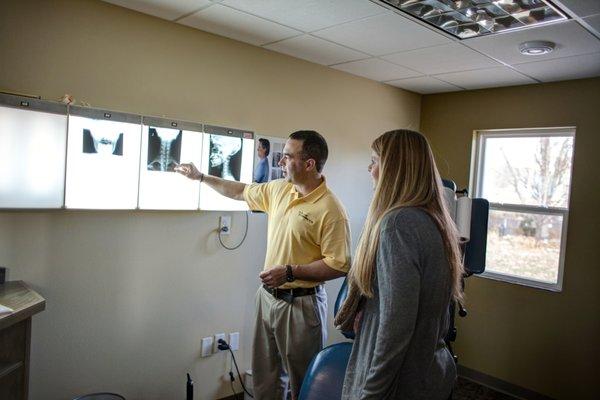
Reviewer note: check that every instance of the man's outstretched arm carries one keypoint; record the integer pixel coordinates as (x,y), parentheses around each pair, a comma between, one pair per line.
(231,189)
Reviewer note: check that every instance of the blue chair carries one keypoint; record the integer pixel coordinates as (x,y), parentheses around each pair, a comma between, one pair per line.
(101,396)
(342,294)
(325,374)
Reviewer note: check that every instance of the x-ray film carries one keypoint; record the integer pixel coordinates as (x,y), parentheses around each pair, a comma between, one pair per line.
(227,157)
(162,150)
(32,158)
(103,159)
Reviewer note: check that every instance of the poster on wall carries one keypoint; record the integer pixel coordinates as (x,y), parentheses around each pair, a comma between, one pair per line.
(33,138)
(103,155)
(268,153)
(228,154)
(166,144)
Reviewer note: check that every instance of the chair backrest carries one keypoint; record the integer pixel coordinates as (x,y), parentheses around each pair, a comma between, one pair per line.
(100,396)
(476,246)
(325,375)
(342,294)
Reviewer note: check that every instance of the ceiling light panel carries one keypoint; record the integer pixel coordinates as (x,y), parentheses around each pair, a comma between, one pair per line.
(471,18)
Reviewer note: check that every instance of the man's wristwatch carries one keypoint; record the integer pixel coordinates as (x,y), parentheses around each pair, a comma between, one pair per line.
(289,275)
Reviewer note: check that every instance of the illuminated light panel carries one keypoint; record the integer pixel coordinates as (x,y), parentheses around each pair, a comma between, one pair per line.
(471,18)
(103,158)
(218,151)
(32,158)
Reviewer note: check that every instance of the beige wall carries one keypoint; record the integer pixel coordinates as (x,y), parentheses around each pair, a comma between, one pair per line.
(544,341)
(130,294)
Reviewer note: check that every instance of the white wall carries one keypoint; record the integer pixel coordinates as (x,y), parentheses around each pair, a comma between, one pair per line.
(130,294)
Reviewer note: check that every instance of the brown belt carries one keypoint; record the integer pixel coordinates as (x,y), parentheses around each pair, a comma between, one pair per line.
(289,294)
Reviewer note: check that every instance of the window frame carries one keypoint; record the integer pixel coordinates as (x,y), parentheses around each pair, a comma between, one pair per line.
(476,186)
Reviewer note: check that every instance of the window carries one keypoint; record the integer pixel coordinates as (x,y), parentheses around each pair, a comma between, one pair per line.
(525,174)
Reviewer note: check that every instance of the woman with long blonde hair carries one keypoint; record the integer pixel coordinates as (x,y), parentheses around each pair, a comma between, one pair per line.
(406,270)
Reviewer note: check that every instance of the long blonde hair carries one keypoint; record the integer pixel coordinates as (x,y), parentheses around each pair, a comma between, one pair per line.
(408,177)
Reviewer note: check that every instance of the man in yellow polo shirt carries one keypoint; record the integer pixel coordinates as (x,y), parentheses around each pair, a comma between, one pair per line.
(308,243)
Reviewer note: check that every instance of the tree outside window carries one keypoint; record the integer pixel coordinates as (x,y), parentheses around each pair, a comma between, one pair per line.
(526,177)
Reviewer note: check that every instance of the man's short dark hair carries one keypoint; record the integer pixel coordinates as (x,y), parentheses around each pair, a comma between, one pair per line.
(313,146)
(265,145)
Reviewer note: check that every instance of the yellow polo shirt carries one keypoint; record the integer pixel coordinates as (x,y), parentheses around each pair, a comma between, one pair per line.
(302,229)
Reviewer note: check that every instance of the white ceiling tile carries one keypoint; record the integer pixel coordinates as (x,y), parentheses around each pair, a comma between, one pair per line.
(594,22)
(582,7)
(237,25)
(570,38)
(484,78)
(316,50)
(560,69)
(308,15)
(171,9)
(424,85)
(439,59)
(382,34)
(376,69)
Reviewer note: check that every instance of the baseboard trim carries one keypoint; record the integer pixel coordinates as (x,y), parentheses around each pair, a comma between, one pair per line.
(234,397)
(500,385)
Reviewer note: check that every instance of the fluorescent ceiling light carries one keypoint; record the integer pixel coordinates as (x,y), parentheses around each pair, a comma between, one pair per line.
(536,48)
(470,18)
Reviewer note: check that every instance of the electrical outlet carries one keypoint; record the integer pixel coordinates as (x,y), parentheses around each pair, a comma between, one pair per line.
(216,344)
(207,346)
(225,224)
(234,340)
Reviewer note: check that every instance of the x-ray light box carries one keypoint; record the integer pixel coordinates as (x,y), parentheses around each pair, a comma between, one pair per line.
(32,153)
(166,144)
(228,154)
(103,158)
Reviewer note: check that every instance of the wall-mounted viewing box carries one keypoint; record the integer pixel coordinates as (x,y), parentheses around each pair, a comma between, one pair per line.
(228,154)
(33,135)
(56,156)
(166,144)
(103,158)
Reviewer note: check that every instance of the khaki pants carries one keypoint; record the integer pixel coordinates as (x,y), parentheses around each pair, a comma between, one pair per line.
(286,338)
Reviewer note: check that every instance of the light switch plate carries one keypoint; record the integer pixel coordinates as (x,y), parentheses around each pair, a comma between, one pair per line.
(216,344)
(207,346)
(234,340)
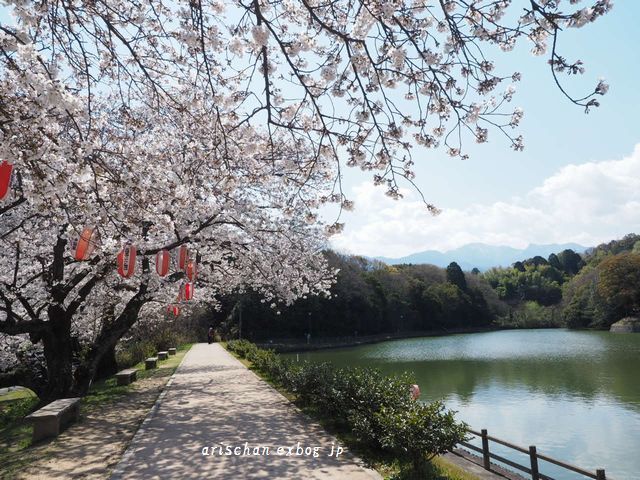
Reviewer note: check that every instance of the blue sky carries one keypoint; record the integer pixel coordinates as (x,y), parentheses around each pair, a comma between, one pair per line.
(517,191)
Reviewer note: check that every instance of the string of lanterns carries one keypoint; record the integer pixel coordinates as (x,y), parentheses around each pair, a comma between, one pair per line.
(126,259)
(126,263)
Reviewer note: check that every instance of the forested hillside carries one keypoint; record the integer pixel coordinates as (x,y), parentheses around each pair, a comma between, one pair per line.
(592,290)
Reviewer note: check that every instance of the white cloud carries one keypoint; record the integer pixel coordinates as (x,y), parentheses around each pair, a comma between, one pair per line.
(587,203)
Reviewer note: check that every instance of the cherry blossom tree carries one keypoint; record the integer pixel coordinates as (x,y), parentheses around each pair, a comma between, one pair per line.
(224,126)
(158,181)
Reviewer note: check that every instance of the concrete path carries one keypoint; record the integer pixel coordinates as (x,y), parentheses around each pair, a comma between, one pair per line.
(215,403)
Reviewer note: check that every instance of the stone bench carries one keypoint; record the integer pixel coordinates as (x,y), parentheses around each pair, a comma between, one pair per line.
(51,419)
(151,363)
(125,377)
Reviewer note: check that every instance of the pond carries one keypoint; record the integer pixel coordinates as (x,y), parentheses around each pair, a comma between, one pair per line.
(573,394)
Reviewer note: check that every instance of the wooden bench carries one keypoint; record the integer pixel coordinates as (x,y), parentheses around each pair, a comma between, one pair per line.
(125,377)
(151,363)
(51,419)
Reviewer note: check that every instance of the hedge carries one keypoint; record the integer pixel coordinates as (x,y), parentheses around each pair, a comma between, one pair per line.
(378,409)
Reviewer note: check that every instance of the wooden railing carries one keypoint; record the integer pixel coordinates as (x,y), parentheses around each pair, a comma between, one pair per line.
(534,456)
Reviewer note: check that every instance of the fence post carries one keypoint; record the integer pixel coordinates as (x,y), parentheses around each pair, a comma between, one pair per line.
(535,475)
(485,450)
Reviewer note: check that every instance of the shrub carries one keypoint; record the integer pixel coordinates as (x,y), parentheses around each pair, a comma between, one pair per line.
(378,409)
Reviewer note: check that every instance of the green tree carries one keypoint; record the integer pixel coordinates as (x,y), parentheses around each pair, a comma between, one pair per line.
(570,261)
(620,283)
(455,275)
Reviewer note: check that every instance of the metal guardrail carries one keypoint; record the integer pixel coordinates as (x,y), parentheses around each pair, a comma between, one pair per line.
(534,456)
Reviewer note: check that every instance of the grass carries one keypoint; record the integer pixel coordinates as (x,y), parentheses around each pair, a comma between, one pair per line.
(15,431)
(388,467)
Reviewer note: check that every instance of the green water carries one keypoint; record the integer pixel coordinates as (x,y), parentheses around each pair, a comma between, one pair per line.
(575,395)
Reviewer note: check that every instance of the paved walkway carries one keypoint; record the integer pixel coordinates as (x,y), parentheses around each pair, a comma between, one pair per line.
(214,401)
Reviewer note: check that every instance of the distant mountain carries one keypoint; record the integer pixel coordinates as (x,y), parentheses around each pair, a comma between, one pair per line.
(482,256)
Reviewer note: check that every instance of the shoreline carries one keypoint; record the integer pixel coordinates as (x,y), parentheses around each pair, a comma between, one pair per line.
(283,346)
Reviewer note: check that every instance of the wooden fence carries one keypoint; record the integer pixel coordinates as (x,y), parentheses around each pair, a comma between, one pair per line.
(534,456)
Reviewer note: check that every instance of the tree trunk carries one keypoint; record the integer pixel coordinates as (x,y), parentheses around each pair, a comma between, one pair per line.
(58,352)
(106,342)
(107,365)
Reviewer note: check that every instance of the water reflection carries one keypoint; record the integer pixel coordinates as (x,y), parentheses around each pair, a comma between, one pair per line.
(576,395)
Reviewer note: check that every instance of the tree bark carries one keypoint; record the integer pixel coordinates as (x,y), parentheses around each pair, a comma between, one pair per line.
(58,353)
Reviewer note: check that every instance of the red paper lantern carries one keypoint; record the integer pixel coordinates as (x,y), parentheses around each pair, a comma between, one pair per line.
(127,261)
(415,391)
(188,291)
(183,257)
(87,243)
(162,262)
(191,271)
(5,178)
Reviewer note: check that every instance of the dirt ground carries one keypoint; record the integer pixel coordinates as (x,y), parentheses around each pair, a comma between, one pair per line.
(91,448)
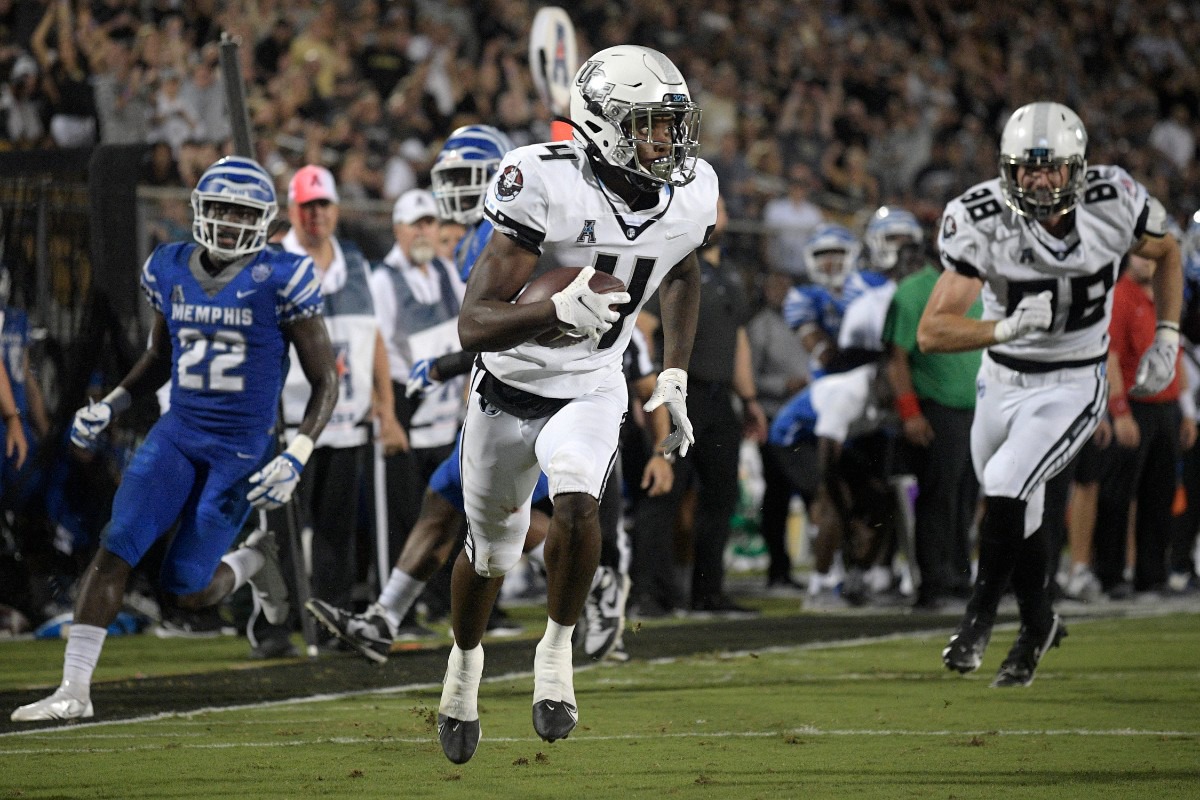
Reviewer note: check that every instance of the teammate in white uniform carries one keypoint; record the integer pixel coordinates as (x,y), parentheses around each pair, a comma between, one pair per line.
════════════════
TASK PROMPT:
Beginning at the line that contains "Reviewer note: check that every instance of the water" and ending at the last line of the data, return each line exactly; no picture belongs in the copy.

SOLUTION TO THIS TASK:
Reviewer note: check that every instance of the water reflection carries one keypoint; record the integer pixel coordinates as (x,y), parentheses around each pair, a comma between, one pair per line.
(576,395)
Reviewer note: check that every instance of the tree bark carries one keypoint; record the integer pixel coordinates as (x,y), parentheses around each pair, a comma between, one pair per line.
(58,353)
Reviewer note: check that every instance of the red paper lantern carries one keypoint; record the integer pixel coordinates as (x,y), parentheses around each pair, a comma between, one pair per line.
(127,261)
(415,391)
(188,291)
(183,257)
(87,243)
(162,262)
(191,271)
(5,178)
Reviewer note: check that every instance of the dirt ground carries one keypoint; record the integer pixel coordinates as (x,y), parentheses around each pair, a comma between, one pair per line.
(91,448)
Reviewer note: check that every instance of the teammate in white uniform carries one keypoint; record the integer pixel coordinates as (x,y), parentheses around each pair, a comma between, one pair per line.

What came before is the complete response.